Do this. Rewrite every line of the material as a numbered list, leaving out any blank lines.

[Records]

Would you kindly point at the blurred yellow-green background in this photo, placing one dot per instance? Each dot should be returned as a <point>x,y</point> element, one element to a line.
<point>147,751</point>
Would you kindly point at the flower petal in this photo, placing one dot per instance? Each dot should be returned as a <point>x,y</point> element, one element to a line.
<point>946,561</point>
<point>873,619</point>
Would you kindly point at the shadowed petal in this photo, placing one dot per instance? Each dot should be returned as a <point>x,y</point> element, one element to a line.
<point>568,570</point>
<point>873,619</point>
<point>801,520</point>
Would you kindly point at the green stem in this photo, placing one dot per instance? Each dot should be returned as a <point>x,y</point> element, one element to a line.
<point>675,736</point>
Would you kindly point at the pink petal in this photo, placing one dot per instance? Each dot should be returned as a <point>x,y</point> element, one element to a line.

Solution to the problem.
1. Would you kindly point at the blurred yellow-green background in this photo, placing one dot per instance? Each dot should be returned as a <point>x,y</point> element, one element to a line.
2. <point>147,751</point>
3. Would you kindly point at the flower petal in this photo, placing one dot per instance? Each dot should be returned as a <point>x,y</point> element, one element to a line.
4. <point>946,561</point>
5. <point>873,619</point>
6. Would you kindly point at the shadowed petal in this photo, placing one dot per instance? Each dot should be returned as a <point>x,y</point> element, one element to a line.
7. <point>568,570</point>
8. <point>873,619</point>
9. <point>801,520</point>
10. Would you kindly point at the green stem in this photo, placing one dot per instance? Each dot should be returned as a <point>x,y</point> element, one element to a line.
11. <point>675,736</point>
12. Would you kindly point at the pink petal in this photo, placing one dot per instance? Each dot should be returned as a <point>x,y</point> element, one element to a line.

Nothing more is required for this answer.